Je vous écris pour vous raconter « Le landau postal » cet impromptu emmené par Valérie et Anne-Cécile, du collectif Face à Face. Toutes deux comédiennes, elles ont choisi l’Abbaye de Chiry-Ourscamp, dans l’Oise.
Le temps était parfait, le soleil illuminait les jardins de l’abbaye cistercienne, dont les arbres permettaient de s’abriter un peu de la chaleur ambiante.
L’idée du Landau postal est venue à Valérie après un constat : dans les boîtes aux lettres aujourd’hui s’entassent surtout factures, publicité et parfois, une petite carte postale. Le duo propose donc au public une performance très brève, suivie du cœur du projet : un atelier d’écriture, qui permet de vivre avec les participants, la naissance d’une correspondance. D’où l’idée du landau.

═══

▸ **Énoncé**
Selon le texte sur le Landau postal, quel lieu les deux comédiennes ont-elles choisi ? Les données ne sont d’aucune utilité pour cet exercice.

═══

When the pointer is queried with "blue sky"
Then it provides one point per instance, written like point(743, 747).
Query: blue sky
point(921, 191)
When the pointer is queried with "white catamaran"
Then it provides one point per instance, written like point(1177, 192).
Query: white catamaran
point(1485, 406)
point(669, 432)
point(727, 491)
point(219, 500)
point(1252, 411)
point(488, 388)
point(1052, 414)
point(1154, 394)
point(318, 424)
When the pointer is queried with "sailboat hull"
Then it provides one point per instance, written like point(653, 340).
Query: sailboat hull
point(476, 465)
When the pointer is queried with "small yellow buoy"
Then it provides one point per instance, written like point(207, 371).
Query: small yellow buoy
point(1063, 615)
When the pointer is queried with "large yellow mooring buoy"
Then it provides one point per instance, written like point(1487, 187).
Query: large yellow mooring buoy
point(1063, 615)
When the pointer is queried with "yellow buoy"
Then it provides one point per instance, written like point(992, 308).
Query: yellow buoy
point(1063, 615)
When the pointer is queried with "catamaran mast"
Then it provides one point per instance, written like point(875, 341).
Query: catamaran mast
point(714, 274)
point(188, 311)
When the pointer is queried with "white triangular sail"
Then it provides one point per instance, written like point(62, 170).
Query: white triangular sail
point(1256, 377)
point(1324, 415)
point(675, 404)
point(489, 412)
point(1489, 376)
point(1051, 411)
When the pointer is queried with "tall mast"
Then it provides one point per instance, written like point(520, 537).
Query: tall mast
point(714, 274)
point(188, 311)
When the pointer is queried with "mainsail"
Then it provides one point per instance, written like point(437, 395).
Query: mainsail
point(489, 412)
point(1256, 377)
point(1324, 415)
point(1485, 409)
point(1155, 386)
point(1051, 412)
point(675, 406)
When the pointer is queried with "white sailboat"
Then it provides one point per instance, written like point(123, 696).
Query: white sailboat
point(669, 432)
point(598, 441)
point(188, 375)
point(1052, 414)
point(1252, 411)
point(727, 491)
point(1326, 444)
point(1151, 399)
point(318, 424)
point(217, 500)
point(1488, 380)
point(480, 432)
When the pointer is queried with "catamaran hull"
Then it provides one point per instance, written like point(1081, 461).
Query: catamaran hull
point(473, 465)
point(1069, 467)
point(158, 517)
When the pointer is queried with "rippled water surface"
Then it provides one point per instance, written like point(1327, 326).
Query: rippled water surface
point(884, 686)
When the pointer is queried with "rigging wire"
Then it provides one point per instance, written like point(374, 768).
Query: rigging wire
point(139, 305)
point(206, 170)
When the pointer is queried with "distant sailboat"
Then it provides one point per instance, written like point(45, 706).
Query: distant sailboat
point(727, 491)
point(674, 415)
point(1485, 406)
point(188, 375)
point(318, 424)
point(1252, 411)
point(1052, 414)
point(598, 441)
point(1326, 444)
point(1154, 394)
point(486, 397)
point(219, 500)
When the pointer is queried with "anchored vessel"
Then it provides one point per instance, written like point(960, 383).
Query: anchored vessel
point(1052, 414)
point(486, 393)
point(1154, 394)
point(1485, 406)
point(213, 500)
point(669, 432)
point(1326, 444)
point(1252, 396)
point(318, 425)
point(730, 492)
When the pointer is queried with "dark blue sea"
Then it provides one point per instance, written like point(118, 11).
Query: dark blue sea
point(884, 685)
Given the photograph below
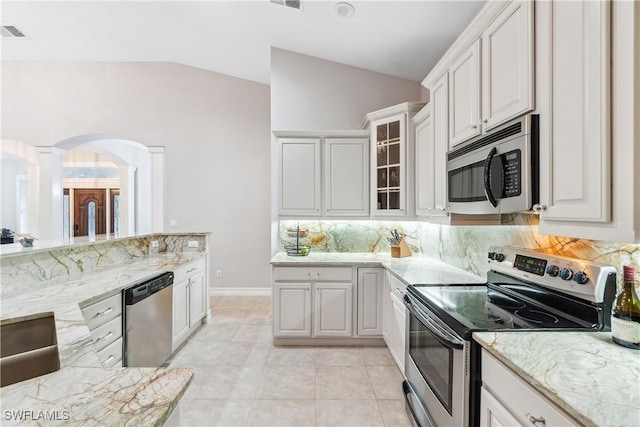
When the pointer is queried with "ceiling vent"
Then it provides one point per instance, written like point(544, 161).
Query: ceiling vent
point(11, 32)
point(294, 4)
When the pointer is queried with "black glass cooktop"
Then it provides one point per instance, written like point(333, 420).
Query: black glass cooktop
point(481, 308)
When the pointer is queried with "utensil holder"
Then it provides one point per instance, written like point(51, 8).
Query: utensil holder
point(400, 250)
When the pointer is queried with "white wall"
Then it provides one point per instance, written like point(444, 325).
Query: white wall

═══

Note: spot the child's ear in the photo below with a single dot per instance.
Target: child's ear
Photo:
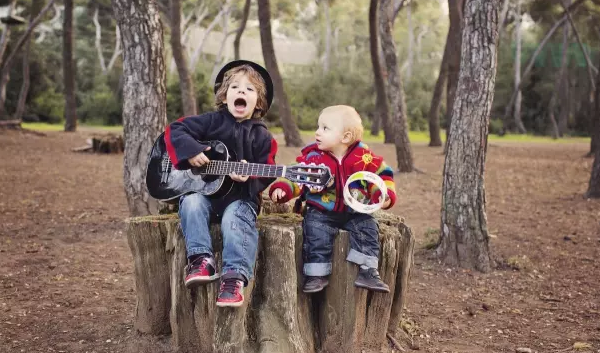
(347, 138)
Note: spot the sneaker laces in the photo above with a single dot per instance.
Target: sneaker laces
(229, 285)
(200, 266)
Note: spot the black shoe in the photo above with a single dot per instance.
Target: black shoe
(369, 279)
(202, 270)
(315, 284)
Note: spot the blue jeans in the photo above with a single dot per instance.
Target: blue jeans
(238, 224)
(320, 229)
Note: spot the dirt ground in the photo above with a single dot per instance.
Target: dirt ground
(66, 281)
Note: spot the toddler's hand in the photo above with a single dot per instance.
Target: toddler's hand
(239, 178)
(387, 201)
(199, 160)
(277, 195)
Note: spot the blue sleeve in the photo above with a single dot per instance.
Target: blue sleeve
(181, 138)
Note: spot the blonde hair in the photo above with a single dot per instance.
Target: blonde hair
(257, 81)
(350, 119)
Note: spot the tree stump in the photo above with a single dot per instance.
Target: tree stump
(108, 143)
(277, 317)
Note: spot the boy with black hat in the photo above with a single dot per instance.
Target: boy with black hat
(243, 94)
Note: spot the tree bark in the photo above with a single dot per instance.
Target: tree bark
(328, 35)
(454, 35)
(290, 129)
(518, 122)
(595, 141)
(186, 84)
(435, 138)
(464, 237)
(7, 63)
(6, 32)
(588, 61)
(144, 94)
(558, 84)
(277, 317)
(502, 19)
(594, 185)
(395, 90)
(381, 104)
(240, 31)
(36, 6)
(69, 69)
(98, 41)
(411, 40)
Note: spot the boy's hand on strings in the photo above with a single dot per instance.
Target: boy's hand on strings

═══

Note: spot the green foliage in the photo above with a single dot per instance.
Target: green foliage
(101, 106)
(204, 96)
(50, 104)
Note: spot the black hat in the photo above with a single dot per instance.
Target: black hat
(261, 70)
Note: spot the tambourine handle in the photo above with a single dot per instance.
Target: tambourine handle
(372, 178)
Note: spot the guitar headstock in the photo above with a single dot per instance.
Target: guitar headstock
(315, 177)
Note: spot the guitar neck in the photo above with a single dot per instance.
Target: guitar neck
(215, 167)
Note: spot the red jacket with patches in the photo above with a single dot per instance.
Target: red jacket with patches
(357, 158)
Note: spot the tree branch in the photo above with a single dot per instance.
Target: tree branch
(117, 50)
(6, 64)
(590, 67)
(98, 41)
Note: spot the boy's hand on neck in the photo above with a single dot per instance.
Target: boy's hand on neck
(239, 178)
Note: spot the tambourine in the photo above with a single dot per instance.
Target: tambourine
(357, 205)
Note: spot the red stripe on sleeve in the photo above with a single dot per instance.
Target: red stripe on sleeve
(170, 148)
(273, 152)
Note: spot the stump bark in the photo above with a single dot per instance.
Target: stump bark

═══

▸ **Réponse attendue**
L’Abbaye de Chiry-Ourscamp, dans l’Oise.